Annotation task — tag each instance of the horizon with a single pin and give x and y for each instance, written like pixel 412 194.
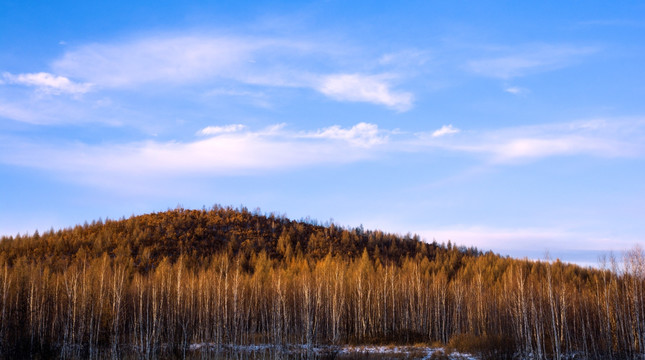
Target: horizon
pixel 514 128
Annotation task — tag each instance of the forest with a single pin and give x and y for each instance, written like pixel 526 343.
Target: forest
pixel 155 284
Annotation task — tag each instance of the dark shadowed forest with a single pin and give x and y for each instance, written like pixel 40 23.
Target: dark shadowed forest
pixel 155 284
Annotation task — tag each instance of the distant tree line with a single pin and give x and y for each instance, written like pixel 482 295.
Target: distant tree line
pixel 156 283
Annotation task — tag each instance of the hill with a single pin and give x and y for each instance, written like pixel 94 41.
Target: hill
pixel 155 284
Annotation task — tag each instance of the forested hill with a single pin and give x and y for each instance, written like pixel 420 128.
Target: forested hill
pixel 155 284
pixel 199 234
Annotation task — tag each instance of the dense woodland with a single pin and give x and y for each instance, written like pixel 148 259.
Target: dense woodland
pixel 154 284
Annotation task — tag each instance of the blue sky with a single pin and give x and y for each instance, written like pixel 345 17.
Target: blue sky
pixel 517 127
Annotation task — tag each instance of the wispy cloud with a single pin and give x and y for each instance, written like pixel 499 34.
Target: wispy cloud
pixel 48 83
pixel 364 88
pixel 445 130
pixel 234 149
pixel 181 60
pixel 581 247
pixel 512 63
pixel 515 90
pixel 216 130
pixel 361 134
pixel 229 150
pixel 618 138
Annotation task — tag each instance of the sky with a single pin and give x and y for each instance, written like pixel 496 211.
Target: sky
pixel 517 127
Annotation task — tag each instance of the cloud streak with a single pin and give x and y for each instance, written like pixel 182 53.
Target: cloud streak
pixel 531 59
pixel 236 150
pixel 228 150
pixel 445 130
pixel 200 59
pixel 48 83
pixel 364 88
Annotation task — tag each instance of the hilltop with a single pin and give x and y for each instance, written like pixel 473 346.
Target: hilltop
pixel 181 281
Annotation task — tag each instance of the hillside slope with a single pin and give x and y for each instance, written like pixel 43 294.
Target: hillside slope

=-=-=

Turn the lines above into a Markdown table with two columns, Row and Line, giving each row a number and skipping any blank lines. Leave the pictures out of the table.

| Row | Line |
|---|---|
| 1 | Annotation task — tag each instance of the horizon with a single pin and give x and y for each instance, written like pixel 412 194. |
| 2 | Target: horizon |
| 3 | pixel 514 128 |
| 4 | Annotation task — tag each instance of the forest with a single pin and give x and y for each instance, written like pixel 526 343. |
| 5 | Target: forest |
| 6 | pixel 155 284 |
| 7 | Annotation task — tag each instance of the dark shadowed forest with a single pin and give x and y for each instance, written like pixel 40 23. |
| 8 | Target: dark shadowed forest |
| 9 | pixel 155 284 |
| 10 | Annotation task — tag each instance of the distant tree line with a single pin and give x and y for each instance, written like pixel 482 295. |
| 11 | Target: distant tree line |
| 12 | pixel 156 283 |
| 13 | Annotation task — tag each instance of the hill with a single pin and give x and y for each instance, written like pixel 94 41. |
| 14 | Target: hill |
| 15 | pixel 155 284 |
| 16 | Annotation task — tag each instance of the forested hill with a single pin and give x and y for each instance, written like pixel 420 128. |
| 17 | Target: forested hill |
| 18 | pixel 155 284 |
| 19 | pixel 199 234 |
| 20 | Annotation task — tag each instance of the dense woodland with a single pin and give x and y for each instance, written like pixel 148 259. |
| 21 | Target: dense woodland |
| 22 | pixel 154 284 |
| 23 | Annotation task — tag each instance of the blue sky with a single pin and give x and y for each instance, written like pixel 345 17. |
| 24 | Target: blue sky |
| 25 | pixel 517 127 |
| 26 | Annotation task — tag each instance of the wispy cloud with a single pin and give x and y for each instance, written like pixel 499 34. |
| 27 | Target: wispy cloud |
| 28 | pixel 48 83 |
| 29 | pixel 364 88 |
| 30 | pixel 445 130 |
| 31 | pixel 234 149 |
| 32 | pixel 181 60 |
| 33 | pixel 581 247 |
| 34 | pixel 512 63 |
| 35 | pixel 515 90 |
| 36 | pixel 216 130 |
| 37 | pixel 361 134 |
| 38 | pixel 229 150 |
| 39 | pixel 618 138 |
| 40 | Annotation task — tag each instance of the sky with a single pin and give x and y for each instance, written like pixel 496 211. |
| 41 | Target: sky |
| 42 | pixel 517 127 |
| 43 | Annotation task — tag each instance of the cloud streak with a single pin and give x and y for each instance, written like pixel 182 53. |
| 44 | Target: cloud streak |
| 45 | pixel 531 59 |
| 46 | pixel 236 150 |
| 47 | pixel 228 150 |
| 48 | pixel 445 130 |
| 49 | pixel 200 59 |
| 50 | pixel 48 83 |
| 51 | pixel 364 88 |
| 52 | Annotation task — tag each instance of the hilltop with a single pin and give x and y for each instance, written like pixel 473 346. |
| 53 | Target: hilltop |
| 54 | pixel 181 281 |
| 55 | Annotation task — tag each instance of the hillside slope with a single pin and give x and y for each instance, written like pixel 43 294. |
| 56 | Target: hillside slope |